**What is being asked**: Produce an exact copy of the lines from the line containing "For each instance of the purple" through the last line of the entries below, and only those lines.

**Object location annotation data**:
───
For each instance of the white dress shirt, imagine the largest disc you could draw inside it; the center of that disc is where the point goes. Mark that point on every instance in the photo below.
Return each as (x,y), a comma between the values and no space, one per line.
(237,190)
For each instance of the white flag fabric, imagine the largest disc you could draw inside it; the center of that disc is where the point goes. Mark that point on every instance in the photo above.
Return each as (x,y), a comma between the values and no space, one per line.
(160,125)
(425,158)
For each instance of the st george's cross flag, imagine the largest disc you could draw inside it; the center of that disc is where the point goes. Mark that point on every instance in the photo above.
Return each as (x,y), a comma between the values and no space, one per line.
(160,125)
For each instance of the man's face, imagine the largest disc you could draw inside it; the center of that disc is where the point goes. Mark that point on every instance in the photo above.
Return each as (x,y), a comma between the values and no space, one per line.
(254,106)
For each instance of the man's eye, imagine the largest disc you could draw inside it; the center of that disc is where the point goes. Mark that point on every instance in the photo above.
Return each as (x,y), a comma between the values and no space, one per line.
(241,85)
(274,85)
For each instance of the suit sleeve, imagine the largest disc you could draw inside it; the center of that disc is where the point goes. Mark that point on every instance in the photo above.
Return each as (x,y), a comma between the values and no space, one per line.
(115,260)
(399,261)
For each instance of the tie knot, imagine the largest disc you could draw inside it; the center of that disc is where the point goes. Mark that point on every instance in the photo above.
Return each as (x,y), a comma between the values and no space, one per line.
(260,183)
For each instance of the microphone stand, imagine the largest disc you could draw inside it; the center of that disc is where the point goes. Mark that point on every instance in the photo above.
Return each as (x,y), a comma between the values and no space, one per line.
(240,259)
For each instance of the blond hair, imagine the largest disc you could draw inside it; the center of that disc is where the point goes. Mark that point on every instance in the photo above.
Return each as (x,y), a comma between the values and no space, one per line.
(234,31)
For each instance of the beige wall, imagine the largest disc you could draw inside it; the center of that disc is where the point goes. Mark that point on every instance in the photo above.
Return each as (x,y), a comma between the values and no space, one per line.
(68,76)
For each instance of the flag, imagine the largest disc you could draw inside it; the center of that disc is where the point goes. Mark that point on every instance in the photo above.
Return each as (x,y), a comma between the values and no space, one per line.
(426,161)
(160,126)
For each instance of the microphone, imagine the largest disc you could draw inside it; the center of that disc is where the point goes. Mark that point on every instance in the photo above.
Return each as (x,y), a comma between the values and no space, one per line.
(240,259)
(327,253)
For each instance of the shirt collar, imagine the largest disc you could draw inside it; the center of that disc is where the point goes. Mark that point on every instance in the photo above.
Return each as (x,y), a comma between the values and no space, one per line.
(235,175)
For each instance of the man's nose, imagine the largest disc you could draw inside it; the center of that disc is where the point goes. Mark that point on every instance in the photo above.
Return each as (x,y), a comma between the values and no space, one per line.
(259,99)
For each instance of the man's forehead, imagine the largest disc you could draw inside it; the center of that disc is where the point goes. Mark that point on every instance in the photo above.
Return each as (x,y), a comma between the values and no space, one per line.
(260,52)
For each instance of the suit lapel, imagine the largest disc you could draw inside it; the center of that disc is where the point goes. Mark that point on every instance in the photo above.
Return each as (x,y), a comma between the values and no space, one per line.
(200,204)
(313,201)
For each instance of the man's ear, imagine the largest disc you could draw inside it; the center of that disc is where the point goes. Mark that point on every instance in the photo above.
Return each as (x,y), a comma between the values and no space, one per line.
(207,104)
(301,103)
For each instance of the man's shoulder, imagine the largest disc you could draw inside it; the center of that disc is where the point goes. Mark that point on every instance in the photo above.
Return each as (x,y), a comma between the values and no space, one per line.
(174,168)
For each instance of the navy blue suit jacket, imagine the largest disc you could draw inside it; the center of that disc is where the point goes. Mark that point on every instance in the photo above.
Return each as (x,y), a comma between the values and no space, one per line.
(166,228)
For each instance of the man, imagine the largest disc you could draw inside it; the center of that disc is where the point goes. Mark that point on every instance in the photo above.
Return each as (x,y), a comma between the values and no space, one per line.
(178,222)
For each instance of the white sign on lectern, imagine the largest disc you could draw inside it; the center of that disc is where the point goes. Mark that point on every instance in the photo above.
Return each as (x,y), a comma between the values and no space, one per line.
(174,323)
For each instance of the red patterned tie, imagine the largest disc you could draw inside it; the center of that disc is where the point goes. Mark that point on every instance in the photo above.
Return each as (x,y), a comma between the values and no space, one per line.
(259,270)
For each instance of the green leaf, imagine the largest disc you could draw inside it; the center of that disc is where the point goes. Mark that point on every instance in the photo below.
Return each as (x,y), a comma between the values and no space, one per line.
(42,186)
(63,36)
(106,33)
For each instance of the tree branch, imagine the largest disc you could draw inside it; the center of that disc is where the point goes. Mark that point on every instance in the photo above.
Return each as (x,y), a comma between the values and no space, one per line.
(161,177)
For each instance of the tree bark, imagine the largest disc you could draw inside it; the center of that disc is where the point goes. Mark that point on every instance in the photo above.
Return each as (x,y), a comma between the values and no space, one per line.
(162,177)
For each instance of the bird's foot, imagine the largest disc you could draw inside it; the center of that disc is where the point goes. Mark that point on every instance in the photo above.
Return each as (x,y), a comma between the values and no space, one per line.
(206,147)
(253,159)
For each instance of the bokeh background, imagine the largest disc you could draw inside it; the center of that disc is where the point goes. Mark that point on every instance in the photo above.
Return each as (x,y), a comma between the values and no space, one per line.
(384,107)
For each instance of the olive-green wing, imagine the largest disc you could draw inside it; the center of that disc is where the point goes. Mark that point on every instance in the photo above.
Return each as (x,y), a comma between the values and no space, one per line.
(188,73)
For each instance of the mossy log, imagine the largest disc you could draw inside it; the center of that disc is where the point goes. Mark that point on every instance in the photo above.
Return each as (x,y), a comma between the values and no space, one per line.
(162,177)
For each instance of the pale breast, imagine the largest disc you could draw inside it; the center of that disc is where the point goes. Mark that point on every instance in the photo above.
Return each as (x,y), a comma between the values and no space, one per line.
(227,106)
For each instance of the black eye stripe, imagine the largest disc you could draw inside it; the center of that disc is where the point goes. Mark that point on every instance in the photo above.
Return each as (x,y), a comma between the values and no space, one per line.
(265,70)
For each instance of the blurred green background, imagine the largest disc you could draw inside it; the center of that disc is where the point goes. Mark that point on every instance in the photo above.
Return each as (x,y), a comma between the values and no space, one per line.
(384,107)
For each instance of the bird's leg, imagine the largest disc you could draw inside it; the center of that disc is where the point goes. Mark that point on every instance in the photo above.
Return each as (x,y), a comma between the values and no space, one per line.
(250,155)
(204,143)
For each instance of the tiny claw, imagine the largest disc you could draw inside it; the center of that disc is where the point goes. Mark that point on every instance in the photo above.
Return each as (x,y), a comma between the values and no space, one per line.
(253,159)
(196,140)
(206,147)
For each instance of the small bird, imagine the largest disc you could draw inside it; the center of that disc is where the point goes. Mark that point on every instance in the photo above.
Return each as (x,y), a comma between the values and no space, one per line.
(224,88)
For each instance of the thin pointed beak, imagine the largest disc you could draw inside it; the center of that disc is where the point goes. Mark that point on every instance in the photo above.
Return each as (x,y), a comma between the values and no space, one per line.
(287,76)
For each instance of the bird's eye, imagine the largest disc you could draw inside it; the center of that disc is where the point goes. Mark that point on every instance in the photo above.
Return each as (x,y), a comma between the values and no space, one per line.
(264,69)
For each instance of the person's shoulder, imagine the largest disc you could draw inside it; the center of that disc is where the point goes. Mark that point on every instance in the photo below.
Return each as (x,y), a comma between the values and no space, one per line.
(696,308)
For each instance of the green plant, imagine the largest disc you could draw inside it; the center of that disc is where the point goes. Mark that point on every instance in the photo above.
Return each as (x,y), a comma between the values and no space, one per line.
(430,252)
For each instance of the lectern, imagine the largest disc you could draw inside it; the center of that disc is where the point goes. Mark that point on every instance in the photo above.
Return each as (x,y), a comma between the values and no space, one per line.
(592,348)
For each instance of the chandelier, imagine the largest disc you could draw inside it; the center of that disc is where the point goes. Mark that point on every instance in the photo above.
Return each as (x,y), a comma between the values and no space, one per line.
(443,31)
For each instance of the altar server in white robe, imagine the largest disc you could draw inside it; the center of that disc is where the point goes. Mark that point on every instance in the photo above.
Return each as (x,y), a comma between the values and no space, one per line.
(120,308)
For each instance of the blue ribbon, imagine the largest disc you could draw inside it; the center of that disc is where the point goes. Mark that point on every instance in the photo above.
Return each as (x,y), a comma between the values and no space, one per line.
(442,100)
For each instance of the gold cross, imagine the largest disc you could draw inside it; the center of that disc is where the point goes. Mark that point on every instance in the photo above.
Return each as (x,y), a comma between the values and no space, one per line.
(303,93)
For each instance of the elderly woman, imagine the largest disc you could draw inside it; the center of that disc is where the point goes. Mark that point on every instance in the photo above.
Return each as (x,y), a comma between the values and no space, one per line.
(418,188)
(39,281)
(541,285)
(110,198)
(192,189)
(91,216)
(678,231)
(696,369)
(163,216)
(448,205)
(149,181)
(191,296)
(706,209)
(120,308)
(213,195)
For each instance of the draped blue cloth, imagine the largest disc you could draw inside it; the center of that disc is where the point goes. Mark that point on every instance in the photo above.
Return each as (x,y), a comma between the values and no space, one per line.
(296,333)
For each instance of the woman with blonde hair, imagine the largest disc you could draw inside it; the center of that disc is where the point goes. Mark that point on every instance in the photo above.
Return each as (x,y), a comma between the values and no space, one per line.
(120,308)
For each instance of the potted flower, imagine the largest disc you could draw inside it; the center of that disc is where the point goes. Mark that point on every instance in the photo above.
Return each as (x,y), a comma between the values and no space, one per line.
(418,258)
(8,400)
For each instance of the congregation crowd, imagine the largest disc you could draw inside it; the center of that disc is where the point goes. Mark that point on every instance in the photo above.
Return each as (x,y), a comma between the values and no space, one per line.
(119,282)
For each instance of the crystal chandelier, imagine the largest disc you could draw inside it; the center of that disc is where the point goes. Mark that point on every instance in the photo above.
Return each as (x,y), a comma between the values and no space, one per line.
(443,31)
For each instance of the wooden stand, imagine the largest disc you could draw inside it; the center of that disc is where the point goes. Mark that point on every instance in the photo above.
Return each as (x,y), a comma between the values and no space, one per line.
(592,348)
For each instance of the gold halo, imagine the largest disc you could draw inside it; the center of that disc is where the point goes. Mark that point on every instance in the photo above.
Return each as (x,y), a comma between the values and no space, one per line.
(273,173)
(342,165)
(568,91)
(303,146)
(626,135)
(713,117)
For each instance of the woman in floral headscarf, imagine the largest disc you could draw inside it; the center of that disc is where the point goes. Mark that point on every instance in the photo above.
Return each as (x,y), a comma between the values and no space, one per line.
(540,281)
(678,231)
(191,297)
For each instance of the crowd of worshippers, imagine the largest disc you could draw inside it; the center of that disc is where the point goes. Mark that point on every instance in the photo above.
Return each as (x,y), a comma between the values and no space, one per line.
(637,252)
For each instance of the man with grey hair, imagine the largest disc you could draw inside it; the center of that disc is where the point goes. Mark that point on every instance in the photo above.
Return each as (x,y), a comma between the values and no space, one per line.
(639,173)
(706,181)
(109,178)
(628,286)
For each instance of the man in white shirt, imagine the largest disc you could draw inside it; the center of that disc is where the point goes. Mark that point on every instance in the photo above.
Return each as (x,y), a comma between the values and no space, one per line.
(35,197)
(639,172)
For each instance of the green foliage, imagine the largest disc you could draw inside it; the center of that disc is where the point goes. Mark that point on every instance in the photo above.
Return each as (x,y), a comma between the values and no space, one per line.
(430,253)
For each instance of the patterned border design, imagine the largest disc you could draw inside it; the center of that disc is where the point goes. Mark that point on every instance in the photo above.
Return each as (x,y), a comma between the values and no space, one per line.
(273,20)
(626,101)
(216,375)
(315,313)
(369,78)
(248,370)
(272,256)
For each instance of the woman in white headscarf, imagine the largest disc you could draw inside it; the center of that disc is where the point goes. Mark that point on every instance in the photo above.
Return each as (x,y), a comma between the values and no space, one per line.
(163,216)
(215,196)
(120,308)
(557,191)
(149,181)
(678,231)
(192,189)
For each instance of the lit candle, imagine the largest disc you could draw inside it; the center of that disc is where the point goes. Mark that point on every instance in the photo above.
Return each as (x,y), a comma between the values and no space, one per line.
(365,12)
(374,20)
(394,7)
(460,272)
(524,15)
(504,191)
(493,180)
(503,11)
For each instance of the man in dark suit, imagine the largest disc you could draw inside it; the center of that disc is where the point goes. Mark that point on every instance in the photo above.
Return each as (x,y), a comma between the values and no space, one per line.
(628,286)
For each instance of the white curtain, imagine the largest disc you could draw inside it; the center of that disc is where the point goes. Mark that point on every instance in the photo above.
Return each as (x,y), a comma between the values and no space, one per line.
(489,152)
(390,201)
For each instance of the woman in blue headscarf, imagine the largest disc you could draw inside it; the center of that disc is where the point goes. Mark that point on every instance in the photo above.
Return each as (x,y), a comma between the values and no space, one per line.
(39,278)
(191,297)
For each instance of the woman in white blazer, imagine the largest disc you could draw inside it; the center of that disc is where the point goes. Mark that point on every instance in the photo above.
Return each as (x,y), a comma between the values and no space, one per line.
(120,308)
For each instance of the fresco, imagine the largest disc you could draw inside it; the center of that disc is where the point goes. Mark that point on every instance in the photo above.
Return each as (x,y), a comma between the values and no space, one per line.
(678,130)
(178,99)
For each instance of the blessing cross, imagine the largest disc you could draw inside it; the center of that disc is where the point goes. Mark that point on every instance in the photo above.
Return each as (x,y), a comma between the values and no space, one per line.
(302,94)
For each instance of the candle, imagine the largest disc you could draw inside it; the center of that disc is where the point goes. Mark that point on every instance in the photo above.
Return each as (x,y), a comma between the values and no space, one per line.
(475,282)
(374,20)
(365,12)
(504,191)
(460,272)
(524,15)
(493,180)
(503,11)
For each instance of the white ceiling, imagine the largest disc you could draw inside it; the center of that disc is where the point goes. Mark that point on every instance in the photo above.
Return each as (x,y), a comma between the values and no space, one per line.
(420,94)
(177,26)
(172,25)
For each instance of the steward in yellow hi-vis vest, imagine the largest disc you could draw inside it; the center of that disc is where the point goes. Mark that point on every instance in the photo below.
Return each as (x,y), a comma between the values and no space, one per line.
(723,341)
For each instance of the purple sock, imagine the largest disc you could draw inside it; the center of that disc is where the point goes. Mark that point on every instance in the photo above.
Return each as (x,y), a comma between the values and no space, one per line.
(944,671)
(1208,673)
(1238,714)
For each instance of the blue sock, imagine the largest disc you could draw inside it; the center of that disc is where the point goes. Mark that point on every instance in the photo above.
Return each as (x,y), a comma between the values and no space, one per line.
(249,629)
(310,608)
───
**Reply to the exercise**:
For each instance of the purple sock, imagine the largest disc you could draw inside it; the center of that disc is where the point goes. Mark that point on every instance in the photo above.
Return each as (x,y), a comma between the values and no space, one per line.
(944,671)
(1208,673)
(1238,714)
For each instance of the blue sock, imagine the largest disc you could draw inside it; the center of that disc is where the point goes. Mark that point on every instance in the photo above.
Return each as (x,y), a comma between the values and no space, one per line.
(249,629)
(310,608)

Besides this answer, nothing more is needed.